-- Data supplied --
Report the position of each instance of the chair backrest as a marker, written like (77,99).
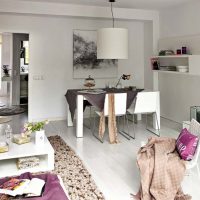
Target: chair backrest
(146,102)
(120,104)
(195,129)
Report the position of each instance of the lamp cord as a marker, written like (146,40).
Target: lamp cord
(112,15)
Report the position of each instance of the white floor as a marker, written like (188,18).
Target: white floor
(113,167)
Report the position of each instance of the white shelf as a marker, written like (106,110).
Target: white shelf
(174,56)
(172,72)
(192,61)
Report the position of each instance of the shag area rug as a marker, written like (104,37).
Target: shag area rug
(77,180)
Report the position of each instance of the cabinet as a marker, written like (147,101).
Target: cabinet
(192,61)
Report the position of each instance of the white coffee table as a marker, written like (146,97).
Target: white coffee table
(8,160)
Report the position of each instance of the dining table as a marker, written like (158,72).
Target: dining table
(96,97)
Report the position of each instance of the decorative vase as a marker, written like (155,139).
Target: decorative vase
(19,139)
(39,137)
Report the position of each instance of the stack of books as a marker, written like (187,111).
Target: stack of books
(26,187)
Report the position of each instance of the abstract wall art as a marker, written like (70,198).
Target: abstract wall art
(85,60)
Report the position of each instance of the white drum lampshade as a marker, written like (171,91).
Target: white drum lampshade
(112,43)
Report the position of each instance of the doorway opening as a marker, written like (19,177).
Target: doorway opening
(14,73)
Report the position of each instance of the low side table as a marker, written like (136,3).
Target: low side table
(8,160)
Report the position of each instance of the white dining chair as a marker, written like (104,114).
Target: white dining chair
(120,100)
(146,103)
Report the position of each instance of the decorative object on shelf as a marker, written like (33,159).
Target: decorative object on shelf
(178,52)
(33,127)
(89,82)
(184,50)
(166,52)
(39,137)
(19,139)
(167,68)
(195,113)
(30,127)
(6,70)
(112,43)
(182,68)
(85,57)
(3,147)
(8,132)
(124,77)
(28,162)
(155,63)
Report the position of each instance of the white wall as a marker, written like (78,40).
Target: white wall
(179,92)
(180,20)
(51,56)
(148,52)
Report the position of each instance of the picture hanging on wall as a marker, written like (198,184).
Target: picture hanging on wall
(85,60)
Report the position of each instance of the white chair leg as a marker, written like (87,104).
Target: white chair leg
(123,133)
(150,129)
(198,171)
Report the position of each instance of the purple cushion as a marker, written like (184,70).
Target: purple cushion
(186,144)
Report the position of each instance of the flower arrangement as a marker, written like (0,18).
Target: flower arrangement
(32,127)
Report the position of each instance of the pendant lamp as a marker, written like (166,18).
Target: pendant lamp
(112,43)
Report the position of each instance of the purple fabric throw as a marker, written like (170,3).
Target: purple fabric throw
(52,189)
(186,144)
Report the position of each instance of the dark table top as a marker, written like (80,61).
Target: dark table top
(11,110)
(98,99)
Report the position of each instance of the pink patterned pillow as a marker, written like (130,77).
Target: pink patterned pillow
(186,144)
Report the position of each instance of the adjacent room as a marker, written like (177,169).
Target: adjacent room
(99,99)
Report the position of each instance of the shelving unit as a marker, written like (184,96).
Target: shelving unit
(192,61)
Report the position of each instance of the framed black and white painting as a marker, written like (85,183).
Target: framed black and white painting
(85,60)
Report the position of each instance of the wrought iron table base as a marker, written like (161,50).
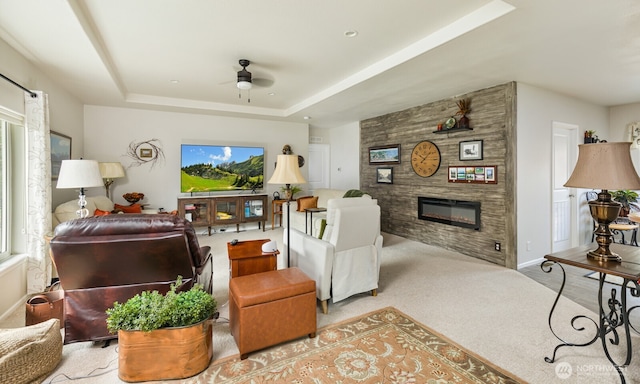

-- What you have to do --
The records above should be written out exactly, and the images dropped.

-- Problem solution --
Report the position of each instance of the chair backrest as a marker, written like (77,99).
Target: chair backrest
(146,102)
(120,104)
(195,129)
Report the position of each instance of the lamp cord as a marker, written like (146,40).
Target: lamp cord
(112,15)
Report the position of each instance of the white floor as a marker, written like (188,18).
Target: white floor
(113,167)
Report the position of each instance of the white shelf as a marker, written like (106,110).
Target: white shelf
(174,56)
(172,72)
(192,61)
Report the position of each instance of the shag area rug as a marker, written like (104,37).
Target: shag area rug
(77,180)
Report the position of each instance of the cabinet as a marker, written like (147,101).
Target: cabinet
(192,61)
Report the position of each instance of the white coffee table as a marker, written like (146,97).
Target: white coffee table
(8,160)
Report the position of each instance of the dining table as a marker, written like (158,72).
Target: dining table
(96,97)
Report the position of each instance of the decorative vase as a marker, written like (155,139).
Target: decorative vase
(19,139)
(39,137)
Report the position of each instance of the stack of books as a marker, written like (187,111).
Target: stack of books
(26,187)
Report the position of each instance of the abstract wall art as a marker, written like (70,198).
Target: abstract wall art
(85,60)
Report the position of each instance of the white drum lampshade as a marker, written like (171,91).
Target: white drum lampshade
(112,43)
Report the position of each instance of the doorway opening as a marker, written like (19,177).
Target: doorway opening
(14,73)
Report the position of each instance of the low side table as a marker, written like (136,3).
Target: low side table
(8,160)
Report the position of each instance of the white dining chair as a marker, written like (104,114).
Target: white dining chair
(120,100)
(146,103)
Report the position of each instance of the decorative object on shelf as a marker, written like (33,159).
Target: decorative object on shelf
(178,52)
(33,127)
(89,82)
(184,50)
(166,52)
(39,137)
(19,139)
(167,68)
(195,113)
(30,127)
(6,70)
(112,43)
(182,68)
(85,57)
(3,147)
(8,132)
(124,77)
(28,162)
(155,63)
Report the position of each instance of the white wall as a marker, written like (78,40).
Target: white wall
(179,92)
(180,20)
(51,56)
(148,52)
Report the position of each instance of the picture hanging on wall as a marker, written like (198,184).
Target: picture hanging on wall
(85,60)
Report the position of each instance of the white chair leg as a marker, written like (87,104).
Target: white chair leg
(123,133)
(150,129)
(198,171)
Report the position of each instance of the purple cushion as a marker, written like (184,70).
Target: purple cushion
(186,144)
Report the position of each instance of the flower arrangement as a marker, written like (0,18).
Target: flower arrangement
(32,127)
Report the position of each instance of the pendant lamp as a marker, written like (166,18).
Target: pendant lamp
(112,43)
Report the position of each instance of the purple fabric throw as a marker, written like (170,3).
Target: purple fabric throw
(52,189)
(186,144)
Report the position of each instance of the dark table top as a marker, written like (80,61).
Target: dark table top
(11,110)
(98,99)
Report the position of each instance of the pink patterned pillow as a marker, written like (130,77).
Target: pink patterned pillow
(186,144)
Report the position of each instance of the adjacent room as a marker, written like (177,169).
Target: adjacent room
(99,99)
Report the position of each instance of the shelving unit as a marker, written like (184,96).
Target: shelving unit
(192,61)
Report the position of each instance of the framed black and white painting as a marker, written like (85,183).
Target: framed black and white painting
(85,60)
Report the position of each instance of the wrought iron table base as a marker, written like (161,50).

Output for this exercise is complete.